### [PROVIDED PASSAGE]
Jo has been Tardis shopping. After picking out a few…well, quite a lot, actually – of his “groovy outfits”, she emerges to find an empty control room. She checks the scanner and atmosphere, while the door mysteriously opens, unsolicited.
Wandering out in search of the missing Doctor, she discovers the Tardis has landed in a long abandoned research center filled with skeletons in lab coats…
Regular Third Eye readers are likely aware that my main Doctor is Jon Pertwee.
While his era ended well before my time and discovery of the series with Tom Baker reruns back in the early to mid 80’s, even the barest of exposure back in those hoary days of yore (our PBS station briefly aired Pertwee’s Three Doctors and Green Death before transitioning to the more current Peter Davison run) was enough to sell me.
Unfairly maligned by some quarters as the “sellout” who worked hand in hand with “the Man”, the reality of the situation was something quite different.
Forced by the Timelords into exile on Earth, the Pertwee Doctor was very much a man caged. Boxed in by directorial aegis to a present day, familiar locale milieu, this was not the time travelling, universe spanning Doctor the others were free to live as. While each and every one of them displayed an inordinate fondness for the big blue marble and third planet in orbit of Sol, his was the only one to be forcibly grounded – and this applies in both senses of the term.
He did not join forces with the military out of a sense of duty, jingoism or a great love for the petty workings and powerplay maneuvering of governments. Neither did he ever tolerate or endorse the blustering bull in a china shop use of force as some warped “solution” to problems.
He railed incessantly against warfare and the malfeasance of corporate industrial types, many of whom were the direct villains of the piece or pawns of The Master’s many schemes.
He was constantly butting heads both loudly and vigorously with bureaucracy and chain of command of all stripe, vilifying even those who eventually came to be close personal friends for their propensity to shortsightedness and bullheadedness.

### [DATA]
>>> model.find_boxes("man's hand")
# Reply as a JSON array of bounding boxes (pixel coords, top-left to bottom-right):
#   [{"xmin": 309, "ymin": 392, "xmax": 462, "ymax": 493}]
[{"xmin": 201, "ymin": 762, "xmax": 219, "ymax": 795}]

### [WRITTEN TASKS]
a – Rewrite the paragraph of the Doctor Who review that begins "Forced by the Timelords into exile" as a short bulleted list that keeps its main facts.
b – Answer these questions from the Doctor Who review, one per line and marked the same way:
(i) What two things does Jo check after finding the control room empty?
(ii) Which two Pertwee stories did the writer's PBS station briefly air?
(iii) Who forced the Pertwee Doctor into exile on Earth?
c – Extend the Doctor Who review with a paragraph that follows on from its final sentence.

### [OUTPUTS FOR THE TASKS]
a –
- The Timelords forced the Pertwee Doctor into exile on Earth, leaving him very much a man caged.
- Directorial decisions also boxed him into a present-day, familiar setting.
- Unlike the other Doctors, he was not free to travel through time and across the universe.
- All the Doctors were fond of Earth, but he was the only one forcibly grounded, in both senses of the term.

b –
(i) The scanner and the atmosphere.
(ii) Three Doctors and Green Death.
(iii) The Timelords.

c –
The inability to see the bigger picture or one’s place in the grand scheme of things was a constant source of often violent frustration, resulting in (at best) incessant sniping and snide sarcasm, and more often, direct opposition to any possessed of such a limited and generally inane worldview. He had little patience for the thickheaded and small minded.
And perhaps most importantly, a fact that critics of the Pertwee run tend to miss: he never joined them at all.
His was a man motivated to a strong extent by expediency – his overarching aim was to repair his Tardis console to remove the restrictions placed on it by the forces of (Gallifreyan) officialdom. And if British officialdom was the (rather loose, more or less hands off) means to provide him the tools to accomplish this, then he was going to utilize that tool to it’s fullest extent, make no mistake.
But his was a highly independent and often tenuous association. Beyond the necessary equipment and locale, he also demanded an assistant, which he got (twice). When he needed an “in”, he utilized the name drop of his effective ‘partners’. He also got muscle, backup and assistance in investigation in the course of his affairs as needed. In return, he played the role of unofficial “advisor”, protected more or less by his relations with one man, Brigadier Lethbridge Stuart – whom he’d already met and worked with in a nigh-identical capacity in his Pat Troughton incarnation, mind!
If this is “working for” or being “under the thumb of” officialdom, then it’s certainly my idea thereof – I get what I need from you in every respect, and maybe I’ll give you a spot of assistance or advice in return. Quite a working relationship!
As with the eventual progression of the Colin Baker incarnation, Pertwee’s Doctor softened along the way, from the bristly, resentful and directly oppositional role he played in the earlier Liz Shaw era serials to a much warmer, more dashing figure who would become the centerpiece of a sort of ersatz family.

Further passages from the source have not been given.